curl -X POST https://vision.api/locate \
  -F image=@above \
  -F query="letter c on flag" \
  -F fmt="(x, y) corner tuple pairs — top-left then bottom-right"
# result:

────────

• WHAT TO DO: Could you render the material above as a Markdown table with two columns, Row and Line, numbering each line and omitting any blank ones?

• RESULT BELOW:
| Row | Line |
|---|---|
| 1 | curl -X POST https://vision.api/locate \ |
| 2 |   -F image=@above \ |
| 3 |   -F query="letter c on flag" \ |
| 4 |   -F fmt="(x, y) corner tuple pairs — top-left then bottom-right" |
| 5 | # result: |